▸ Exercise: Copy out everything from the line containing "Please examine the image and determine whether any lizard neck" down to the end of the items, keeping every line the same as it appears.

[Data items]
>> Start

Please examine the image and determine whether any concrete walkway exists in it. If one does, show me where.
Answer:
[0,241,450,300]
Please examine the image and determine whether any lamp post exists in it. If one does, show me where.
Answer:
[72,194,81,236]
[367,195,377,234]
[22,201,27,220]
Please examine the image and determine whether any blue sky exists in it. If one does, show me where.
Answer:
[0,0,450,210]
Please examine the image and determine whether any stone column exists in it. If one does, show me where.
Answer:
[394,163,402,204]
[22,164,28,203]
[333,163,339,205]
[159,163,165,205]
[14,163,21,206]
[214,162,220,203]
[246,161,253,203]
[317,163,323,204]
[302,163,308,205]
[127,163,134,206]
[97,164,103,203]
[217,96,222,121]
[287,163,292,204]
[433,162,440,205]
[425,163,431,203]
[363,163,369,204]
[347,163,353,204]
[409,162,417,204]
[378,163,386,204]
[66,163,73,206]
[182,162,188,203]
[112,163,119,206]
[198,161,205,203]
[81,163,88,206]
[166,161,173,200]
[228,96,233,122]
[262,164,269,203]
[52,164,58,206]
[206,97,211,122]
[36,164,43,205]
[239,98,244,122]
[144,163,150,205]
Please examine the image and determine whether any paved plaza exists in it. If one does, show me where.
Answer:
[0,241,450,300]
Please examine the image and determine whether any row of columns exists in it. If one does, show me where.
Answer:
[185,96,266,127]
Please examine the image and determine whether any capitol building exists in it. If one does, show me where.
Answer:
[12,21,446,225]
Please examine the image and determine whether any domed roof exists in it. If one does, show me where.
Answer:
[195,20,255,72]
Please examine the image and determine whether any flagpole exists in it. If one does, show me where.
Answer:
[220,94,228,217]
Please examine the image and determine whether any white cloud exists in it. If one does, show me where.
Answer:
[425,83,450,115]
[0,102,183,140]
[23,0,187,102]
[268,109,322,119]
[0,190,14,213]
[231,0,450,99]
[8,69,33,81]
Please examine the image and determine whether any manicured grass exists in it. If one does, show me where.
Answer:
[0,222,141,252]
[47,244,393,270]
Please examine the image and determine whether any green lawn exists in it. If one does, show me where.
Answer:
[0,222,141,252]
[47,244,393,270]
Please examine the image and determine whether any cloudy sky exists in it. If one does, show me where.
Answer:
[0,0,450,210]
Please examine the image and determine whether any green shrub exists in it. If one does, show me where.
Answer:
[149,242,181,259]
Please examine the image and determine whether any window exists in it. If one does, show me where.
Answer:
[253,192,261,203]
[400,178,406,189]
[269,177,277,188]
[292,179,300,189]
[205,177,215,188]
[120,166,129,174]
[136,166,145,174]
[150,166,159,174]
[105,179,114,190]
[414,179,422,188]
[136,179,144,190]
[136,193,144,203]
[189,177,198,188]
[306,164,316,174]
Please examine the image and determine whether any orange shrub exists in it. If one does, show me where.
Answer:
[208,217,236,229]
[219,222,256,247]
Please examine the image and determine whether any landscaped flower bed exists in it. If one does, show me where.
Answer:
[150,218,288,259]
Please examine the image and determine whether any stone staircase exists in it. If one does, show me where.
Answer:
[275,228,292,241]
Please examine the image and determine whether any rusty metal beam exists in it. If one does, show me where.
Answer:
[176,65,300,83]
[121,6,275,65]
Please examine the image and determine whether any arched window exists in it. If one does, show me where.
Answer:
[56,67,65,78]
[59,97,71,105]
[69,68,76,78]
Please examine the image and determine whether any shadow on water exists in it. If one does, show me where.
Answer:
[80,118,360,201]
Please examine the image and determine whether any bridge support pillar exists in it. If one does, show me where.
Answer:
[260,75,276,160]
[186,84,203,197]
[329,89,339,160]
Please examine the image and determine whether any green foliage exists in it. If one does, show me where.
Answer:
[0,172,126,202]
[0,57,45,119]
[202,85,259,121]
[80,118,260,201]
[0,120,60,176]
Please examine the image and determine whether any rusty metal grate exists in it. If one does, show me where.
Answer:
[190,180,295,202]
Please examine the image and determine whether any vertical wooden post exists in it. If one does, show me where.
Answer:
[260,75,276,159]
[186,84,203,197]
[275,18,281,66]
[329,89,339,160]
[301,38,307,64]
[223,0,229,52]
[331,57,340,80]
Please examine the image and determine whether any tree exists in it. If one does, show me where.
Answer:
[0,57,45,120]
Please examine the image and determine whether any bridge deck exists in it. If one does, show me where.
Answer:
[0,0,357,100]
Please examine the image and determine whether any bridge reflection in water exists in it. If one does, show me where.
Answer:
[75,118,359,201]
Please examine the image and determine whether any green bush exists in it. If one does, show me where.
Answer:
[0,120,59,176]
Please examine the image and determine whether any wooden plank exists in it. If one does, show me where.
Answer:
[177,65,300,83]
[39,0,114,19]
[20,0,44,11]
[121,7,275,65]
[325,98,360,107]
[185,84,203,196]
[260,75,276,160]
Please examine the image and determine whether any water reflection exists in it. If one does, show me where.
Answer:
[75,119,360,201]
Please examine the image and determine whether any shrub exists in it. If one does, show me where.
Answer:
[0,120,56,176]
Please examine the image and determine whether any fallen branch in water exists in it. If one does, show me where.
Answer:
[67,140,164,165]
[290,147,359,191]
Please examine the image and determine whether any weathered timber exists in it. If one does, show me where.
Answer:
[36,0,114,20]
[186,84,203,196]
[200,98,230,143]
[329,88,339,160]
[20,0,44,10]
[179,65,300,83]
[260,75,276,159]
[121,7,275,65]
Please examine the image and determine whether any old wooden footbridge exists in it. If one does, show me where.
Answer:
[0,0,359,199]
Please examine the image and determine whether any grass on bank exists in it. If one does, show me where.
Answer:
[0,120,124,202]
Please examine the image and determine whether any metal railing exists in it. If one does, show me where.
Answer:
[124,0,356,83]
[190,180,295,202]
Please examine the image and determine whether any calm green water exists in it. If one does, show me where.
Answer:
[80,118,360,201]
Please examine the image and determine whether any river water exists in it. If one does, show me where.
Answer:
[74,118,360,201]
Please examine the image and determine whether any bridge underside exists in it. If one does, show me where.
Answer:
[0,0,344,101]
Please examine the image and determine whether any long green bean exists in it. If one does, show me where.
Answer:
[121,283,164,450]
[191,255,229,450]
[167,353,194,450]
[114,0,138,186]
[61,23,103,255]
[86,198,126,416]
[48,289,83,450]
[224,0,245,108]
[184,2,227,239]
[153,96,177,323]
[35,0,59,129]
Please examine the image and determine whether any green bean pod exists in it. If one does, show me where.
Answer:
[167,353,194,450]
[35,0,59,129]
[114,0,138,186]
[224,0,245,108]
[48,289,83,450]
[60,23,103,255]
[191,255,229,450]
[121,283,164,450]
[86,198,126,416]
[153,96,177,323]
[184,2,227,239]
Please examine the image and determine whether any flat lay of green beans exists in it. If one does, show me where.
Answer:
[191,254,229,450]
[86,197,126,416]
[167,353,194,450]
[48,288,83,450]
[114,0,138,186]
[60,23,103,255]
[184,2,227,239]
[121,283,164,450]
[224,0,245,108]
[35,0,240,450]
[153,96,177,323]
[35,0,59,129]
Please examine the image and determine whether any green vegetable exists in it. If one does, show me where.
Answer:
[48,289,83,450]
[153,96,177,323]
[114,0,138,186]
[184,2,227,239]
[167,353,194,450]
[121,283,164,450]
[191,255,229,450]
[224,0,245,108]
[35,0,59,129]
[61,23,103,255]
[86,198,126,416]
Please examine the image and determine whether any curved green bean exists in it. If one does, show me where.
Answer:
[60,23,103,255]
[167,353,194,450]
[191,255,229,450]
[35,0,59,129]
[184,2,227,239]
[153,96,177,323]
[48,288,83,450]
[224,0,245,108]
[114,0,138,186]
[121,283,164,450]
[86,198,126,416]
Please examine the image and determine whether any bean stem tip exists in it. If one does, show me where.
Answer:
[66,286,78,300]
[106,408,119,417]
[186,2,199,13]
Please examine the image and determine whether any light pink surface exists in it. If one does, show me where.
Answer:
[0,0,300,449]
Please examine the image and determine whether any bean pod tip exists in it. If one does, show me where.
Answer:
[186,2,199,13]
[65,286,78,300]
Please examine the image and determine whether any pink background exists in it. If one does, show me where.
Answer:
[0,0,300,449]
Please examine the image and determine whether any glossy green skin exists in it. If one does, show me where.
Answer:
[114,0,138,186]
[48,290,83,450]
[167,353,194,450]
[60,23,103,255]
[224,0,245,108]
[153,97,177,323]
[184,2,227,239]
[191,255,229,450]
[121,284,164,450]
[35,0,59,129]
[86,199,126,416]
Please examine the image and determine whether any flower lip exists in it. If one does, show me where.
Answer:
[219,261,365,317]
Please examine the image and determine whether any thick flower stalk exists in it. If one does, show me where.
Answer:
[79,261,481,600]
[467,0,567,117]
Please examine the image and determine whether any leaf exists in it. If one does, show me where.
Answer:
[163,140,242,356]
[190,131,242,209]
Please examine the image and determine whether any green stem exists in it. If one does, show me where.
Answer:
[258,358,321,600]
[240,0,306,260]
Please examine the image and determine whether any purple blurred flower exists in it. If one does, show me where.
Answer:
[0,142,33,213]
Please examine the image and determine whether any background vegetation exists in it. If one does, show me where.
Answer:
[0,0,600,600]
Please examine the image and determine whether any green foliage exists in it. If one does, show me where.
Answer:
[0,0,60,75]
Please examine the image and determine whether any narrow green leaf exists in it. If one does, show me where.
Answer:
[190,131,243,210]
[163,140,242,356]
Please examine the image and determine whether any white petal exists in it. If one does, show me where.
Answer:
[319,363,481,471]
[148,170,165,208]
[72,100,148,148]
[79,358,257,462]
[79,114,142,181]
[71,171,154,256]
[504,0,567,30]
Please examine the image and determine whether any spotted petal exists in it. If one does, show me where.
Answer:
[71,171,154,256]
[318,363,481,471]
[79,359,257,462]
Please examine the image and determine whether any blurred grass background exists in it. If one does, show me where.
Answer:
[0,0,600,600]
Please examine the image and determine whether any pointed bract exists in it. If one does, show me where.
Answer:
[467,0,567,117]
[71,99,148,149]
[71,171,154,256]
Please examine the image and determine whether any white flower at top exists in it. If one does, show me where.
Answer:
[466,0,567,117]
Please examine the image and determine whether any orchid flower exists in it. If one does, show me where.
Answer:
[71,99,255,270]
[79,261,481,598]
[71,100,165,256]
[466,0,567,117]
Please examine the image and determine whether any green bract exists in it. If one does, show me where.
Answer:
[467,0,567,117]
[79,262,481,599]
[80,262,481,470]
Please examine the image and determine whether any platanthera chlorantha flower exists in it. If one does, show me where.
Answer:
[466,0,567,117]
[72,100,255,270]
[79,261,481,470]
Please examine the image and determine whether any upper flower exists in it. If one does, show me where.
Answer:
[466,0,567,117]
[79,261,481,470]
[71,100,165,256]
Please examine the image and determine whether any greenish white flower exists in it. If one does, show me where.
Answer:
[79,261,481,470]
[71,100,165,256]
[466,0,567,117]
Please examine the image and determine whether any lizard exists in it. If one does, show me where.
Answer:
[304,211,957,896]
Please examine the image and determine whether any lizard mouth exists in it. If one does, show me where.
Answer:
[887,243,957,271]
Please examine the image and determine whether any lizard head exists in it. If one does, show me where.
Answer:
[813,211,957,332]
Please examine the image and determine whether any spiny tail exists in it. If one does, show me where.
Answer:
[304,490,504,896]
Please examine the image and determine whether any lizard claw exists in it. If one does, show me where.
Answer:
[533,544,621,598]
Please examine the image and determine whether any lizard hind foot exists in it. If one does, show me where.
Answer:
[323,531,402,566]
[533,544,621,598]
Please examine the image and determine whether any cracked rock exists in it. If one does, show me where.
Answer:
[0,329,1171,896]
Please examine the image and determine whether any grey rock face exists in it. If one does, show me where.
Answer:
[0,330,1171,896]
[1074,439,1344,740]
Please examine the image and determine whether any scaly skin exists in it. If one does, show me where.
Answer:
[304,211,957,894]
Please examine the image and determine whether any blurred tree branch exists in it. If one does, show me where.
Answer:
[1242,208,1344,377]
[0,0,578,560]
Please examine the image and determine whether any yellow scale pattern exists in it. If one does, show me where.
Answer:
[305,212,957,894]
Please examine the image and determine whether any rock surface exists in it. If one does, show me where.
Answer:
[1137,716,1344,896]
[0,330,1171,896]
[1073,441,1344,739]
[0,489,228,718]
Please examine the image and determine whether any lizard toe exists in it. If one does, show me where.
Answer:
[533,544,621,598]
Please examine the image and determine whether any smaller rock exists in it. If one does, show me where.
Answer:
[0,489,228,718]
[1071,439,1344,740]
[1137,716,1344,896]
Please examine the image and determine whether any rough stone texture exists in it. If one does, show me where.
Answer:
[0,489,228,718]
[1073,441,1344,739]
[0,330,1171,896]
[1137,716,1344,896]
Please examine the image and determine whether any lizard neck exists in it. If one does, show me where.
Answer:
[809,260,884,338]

>> End

▸ Correct answer:
Please examine the image and determine whether any lizard neck exists in it. If one does, show me where.
Answer:
[809,260,884,338]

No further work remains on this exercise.